## Excerpted text
- - -

Phenytoin and Cognitive Decline
To the Editor:
We read with great interest the article by Naidech et al1 on the association of phenytoin exposure and cognitive disability after subarachnoid hemorrhage. The authors speculate on a number of reasons for this association, to which we would like to add the possibility of a pharmacokinetic interaction compromising the protective effects of nimodipine.
Phenytoin induces the hepatic microsomal enzyme system (cytochrome p-450 isozymes). Induction of the CYP isozyme system may begin within 48 hours of phenytoin administration.2 Nimodipine is a high extraction ratio drug and undergoes extensive first-pass metabolism in both the intestinal wall and liver. The oral bioavailability of nimodipine is less than 13%. The metabolism of nimodipine is mediated primarily by cytochrome p-450 (CYP 3A4). Indeed, it is reasonable to speculate that a pharmacokinetic interaction may exist between these 2 agents that may result in reduced efficacy of nimodipine.
A study evaluating nimodipine pharmacokinetics in a group of epileptic patients found that comedication with the CYP inducers phenytoin or carbamazepine resulted in a decrease of the area under the concentration time curve (AUC) of nimodipine of approximately 85%.3 In other words, treatment with an inducing antiepileptic drug such as phenytoin significantly reduces nimodipine bioavailability. In this same trial, patients receiving concomitant valproic acid (an antiepileptic drug that does not induce CYP 3A4) did not result in a reduction in nimodipine AUC. The clinical implications of this are that nimodipine oral doses may need to be substantially increased to compensate for this reduced bioavailability.

- - -

## Data records
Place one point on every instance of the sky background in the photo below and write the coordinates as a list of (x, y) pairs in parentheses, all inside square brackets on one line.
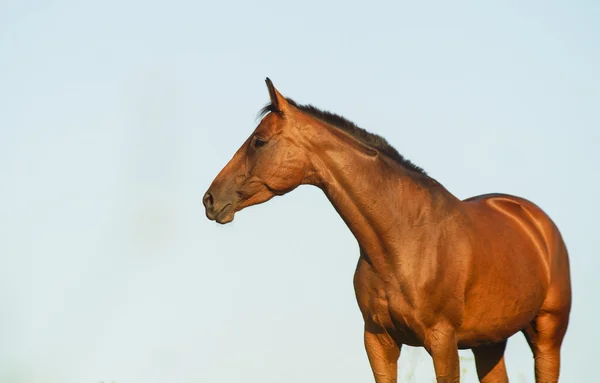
[(115, 117)]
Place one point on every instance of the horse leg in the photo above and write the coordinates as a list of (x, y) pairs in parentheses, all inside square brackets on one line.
[(442, 345), (489, 360), (383, 353), (545, 335)]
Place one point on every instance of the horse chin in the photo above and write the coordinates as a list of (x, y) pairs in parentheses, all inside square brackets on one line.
[(225, 216)]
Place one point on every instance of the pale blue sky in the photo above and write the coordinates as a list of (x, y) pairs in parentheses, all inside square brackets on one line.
[(116, 116)]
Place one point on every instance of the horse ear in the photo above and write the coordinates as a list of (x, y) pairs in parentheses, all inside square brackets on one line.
[(278, 101)]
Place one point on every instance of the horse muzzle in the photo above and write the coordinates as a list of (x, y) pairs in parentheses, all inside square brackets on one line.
[(218, 209)]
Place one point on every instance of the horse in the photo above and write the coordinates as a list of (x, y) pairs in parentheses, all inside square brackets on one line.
[(434, 271)]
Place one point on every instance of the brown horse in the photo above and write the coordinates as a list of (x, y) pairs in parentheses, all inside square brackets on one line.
[(433, 271)]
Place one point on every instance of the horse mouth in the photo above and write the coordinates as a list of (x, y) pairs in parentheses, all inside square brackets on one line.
[(225, 215)]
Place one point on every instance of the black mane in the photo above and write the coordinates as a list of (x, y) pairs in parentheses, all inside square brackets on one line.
[(373, 140)]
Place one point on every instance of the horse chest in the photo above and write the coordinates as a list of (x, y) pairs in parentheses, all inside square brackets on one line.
[(383, 307)]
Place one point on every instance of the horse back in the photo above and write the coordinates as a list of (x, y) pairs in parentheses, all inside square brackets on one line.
[(517, 264)]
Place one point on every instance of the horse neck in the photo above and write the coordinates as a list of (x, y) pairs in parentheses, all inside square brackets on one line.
[(378, 199)]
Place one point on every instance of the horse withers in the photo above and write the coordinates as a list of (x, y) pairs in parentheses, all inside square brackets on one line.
[(434, 271)]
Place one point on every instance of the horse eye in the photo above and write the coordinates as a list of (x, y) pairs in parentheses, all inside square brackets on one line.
[(259, 143)]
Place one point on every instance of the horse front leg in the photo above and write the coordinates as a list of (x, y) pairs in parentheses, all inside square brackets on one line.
[(383, 353), (442, 345)]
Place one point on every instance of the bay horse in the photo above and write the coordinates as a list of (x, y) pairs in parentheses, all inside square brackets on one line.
[(434, 271)]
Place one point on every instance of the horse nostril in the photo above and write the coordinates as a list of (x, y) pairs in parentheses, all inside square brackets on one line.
[(208, 200)]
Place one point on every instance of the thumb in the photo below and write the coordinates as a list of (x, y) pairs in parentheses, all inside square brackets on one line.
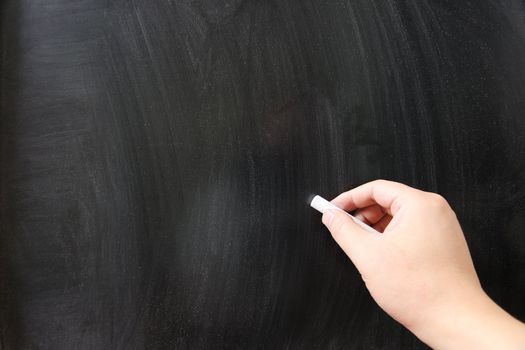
[(354, 240)]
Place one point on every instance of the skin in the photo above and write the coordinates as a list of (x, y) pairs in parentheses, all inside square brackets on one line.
[(419, 270)]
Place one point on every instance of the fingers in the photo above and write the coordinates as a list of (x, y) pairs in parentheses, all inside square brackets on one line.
[(382, 224), (353, 239), (389, 195), (370, 215)]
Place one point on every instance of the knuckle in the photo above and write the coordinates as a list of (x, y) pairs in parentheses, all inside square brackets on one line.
[(437, 201)]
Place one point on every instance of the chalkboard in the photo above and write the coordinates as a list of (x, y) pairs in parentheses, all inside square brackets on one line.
[(156, 157)]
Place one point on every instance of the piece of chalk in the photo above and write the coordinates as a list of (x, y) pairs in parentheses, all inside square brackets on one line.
[(320, 204)]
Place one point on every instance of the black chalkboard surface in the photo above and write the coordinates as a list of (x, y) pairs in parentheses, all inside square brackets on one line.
[(156, 157)]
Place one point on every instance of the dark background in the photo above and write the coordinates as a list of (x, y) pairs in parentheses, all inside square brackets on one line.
[(156, 157)]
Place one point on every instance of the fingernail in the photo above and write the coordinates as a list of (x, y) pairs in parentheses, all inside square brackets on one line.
[(328, 217)]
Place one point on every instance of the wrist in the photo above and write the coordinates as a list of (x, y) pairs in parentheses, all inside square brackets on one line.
[(472, 321)]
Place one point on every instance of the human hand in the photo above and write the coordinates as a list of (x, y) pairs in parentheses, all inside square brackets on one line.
[(419, 268)]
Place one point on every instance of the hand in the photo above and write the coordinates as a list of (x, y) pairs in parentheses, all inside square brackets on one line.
[(419, 268)]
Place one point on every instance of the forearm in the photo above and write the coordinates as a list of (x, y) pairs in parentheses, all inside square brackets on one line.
[(478, 323)]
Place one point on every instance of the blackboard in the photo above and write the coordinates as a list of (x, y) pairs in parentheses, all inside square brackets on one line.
[(156, 157)]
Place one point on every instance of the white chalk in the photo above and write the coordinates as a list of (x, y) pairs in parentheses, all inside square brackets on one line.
[(320, 204)]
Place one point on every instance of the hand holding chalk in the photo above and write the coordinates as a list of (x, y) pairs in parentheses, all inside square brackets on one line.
[(419, 270)]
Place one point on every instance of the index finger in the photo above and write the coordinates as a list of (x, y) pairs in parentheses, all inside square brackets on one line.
[(382, 192)]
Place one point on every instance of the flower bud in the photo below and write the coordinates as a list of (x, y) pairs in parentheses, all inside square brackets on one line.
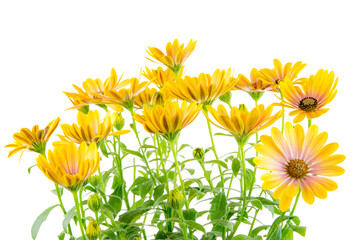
[(119, 122), (94, 180), (226, 98), (93, 230), (94, 202), (176, 199), (243, 108), (198, 153)]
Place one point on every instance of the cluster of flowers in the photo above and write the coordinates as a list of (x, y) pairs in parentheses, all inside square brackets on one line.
[(297, 161)]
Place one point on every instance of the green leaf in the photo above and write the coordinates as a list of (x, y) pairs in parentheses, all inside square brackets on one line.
[(218, 206), (195, 225), (221, 163), (299, 229), (69, 215), (39, 221), (235, 166)]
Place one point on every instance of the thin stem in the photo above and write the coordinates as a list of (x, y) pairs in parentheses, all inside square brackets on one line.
[(76, 200)]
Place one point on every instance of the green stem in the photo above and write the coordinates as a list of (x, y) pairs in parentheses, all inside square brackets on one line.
[(215, 153), (76, 200), (62, 205), (142, 151), (243, 186)]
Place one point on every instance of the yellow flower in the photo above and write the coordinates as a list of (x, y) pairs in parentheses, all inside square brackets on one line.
[(70, 166), (125, 96), (255, 87), (310, 99), (151, 97), (276, 75), (176, 54), (298, 159), (241, 123), (94, 91), (160, 77), (34, 140), (203, 89), (170, 119), (90, 128)]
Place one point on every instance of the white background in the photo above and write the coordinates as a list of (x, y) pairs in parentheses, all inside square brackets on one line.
[(46, 46)]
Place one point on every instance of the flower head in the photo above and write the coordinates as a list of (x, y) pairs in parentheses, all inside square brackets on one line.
[(159, 76), (33, 140), (203, 89), (176, 54), (241, 123), (309, 100), (170, 119), (68, 165), (296, 158), (90, 128), (278, 74)]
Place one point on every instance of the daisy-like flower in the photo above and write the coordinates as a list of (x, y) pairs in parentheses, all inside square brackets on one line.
[(203, 89), (309, 100), (125, 96), (278, 74), (170, 119), (176, 54), (151, 97), (90, 128), (298, 159), (94, 91), (70, 166), (33, 140), (241, 123), (255, 87), (159, 76)]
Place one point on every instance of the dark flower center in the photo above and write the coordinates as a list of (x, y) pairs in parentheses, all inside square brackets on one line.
[(308, 104), (297, 169)]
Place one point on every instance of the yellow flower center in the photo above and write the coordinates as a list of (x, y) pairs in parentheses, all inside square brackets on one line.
[(308, 104), (297, 168)]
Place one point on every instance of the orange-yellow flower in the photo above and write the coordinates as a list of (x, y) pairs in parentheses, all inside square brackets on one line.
[(94, 90), (34, 140), (176, 54), (170, 119), (70, 166), (241, 123), (255, 87), (310, 99), (90, 128), (278, 74), (125, 96), (160, 77), (203, 89), (298, 159)]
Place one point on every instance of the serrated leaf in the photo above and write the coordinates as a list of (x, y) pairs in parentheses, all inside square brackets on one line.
[(40, 220), (69, 215)]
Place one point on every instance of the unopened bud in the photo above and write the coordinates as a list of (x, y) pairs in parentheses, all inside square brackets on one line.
[(226, 98), (176, 199), (93, 230), (119, 121), (243, 108), (94, 202), (198, 153), (94, 180)]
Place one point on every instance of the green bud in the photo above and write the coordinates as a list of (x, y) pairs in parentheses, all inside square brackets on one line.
[(243, 108), (93, 230), (176, 199), (119, 122), (94, 202), (226, 98), (94, 180), (199, 153)]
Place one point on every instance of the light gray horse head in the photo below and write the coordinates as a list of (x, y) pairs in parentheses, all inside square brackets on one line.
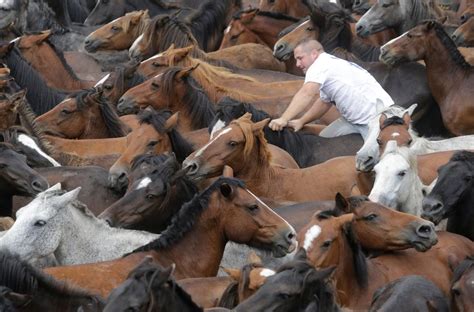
[(401, 15), (368, 155), (34, 234)]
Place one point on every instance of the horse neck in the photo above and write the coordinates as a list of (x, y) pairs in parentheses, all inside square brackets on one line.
[(94, 240), (444, 75), (200, 251)]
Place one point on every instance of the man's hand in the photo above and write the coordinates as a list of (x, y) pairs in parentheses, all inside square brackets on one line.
[(278, 124), (296, 124)]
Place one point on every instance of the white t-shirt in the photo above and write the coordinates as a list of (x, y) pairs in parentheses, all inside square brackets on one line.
[(351, 87)]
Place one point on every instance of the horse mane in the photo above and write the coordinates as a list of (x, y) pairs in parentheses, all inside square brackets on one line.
[(23, 278), (274, 15), (164, 30), (462, 268), (450, 46), (251, 139), (295, 143), (43, 97), (114, 125), (358, 257), (208, 19), (185, 219), (196, 102), (181, 147)]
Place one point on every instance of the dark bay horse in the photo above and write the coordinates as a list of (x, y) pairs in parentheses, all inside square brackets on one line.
[(228, 206), (150, 287), (452, 195), (85, 115), (357, 277), (306, 148), (449, 75), (33, 290)]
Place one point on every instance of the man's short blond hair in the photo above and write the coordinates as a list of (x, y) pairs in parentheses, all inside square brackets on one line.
[(309, 45)]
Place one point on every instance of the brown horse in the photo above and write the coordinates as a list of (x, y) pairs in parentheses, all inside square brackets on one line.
[(50, 62), (208, 85), (356, 277), (226, 210), (242, 146), (464, 35), (118, 34), (87, 115), (449, 75)]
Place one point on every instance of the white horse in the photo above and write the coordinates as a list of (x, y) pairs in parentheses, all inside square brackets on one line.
[(55, 223), (397, 184), (369, 155)]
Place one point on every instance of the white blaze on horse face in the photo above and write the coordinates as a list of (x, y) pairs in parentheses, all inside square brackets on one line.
[(267, 273), (143, 183), (27, 141), (102, 80), (311, 234), (218, 126), (199, 153)]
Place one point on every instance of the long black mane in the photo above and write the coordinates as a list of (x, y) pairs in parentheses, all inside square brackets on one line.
[(187, 216), (114, 125), (181, 147), (197, 103), (41, 97)]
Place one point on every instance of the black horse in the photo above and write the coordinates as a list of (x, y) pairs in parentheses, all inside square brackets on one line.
[(453, 195)]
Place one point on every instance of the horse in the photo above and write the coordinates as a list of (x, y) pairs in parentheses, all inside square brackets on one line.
[(461, 288), (451, 196), (415, 292), (56, 223), (306, 148), (150, 287), (338, 241), (153, 197), (106, 11), (397, 184), (50, 62), (400, 15), (118, 34), (292, 8), (463, 35), (86, 115), (242, 146), (226, 204), (177, 85), (429, 42), (29, 289), (296, 286), (16, 178)]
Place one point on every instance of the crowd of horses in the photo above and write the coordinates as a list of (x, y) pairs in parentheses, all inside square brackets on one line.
[(138, 172)]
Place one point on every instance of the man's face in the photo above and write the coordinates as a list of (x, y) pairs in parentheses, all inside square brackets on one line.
[(304, 59)]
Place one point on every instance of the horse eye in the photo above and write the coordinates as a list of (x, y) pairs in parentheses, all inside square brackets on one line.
[(370, 217), (253, 208), (40, 223)]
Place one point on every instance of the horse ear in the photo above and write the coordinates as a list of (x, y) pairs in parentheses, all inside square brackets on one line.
[(342, 204), (259, 125), (172, 122), (185, 72), (226, 190), (228, 172), (382, 119)]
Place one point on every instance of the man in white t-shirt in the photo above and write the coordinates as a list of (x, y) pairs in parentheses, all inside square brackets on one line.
[(351, 88)]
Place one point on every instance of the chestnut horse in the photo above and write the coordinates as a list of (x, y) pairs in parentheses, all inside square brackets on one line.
[(340, 242), (86, 115), (449, 75), (235, 214), (242, 146), (50, 62)]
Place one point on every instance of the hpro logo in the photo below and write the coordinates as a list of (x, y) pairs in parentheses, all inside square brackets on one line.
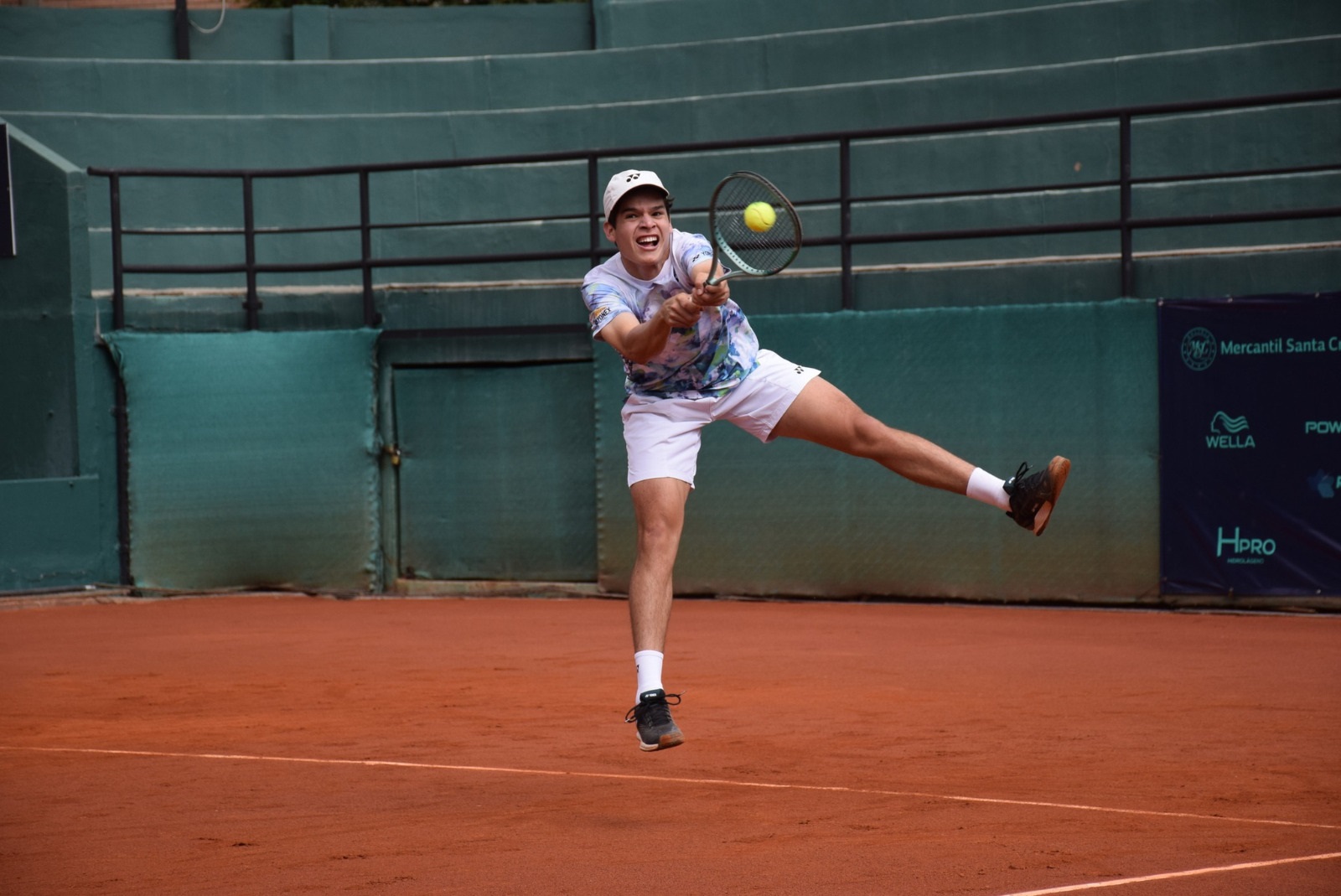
[(1242, 550)]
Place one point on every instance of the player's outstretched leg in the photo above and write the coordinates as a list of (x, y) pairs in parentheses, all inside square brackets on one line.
[(656, 728), (1033, 498)]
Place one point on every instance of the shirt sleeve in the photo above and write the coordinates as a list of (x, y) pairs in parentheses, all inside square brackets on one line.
[(603, 305), (694, 248)]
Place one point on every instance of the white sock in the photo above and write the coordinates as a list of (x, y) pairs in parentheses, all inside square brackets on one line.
[(650, 671), (987, 489)]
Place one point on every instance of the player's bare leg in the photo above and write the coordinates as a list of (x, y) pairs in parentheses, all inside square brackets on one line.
[(659, 510), (825, 415)]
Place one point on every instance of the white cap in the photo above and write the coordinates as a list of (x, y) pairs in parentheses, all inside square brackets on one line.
[(625, 181)]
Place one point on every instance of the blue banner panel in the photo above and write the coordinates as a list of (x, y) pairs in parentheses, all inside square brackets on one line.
[(1250, 440)]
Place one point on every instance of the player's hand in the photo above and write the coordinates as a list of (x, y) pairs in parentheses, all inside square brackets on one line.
[(681, 310), (707, 297)]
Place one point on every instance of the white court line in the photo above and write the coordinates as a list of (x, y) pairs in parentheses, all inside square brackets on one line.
[(724, 782), (1124, 882)]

- - -

## Description of the task
Answer these questions from the letter on phenytoin and cognitive decline:
1. Within how many hours of phenytoin administration may induction of the CYP isozyme system begin?
2. What oral bioavailability does the letter give for nimodipine?
3. By approximately what percentage did comedication with phenytoin or carbamazepine decrease the nimodipine AUC?

## Task response
1. Within 48 hours.
2. Less than 13%.
3. Approximately 85%.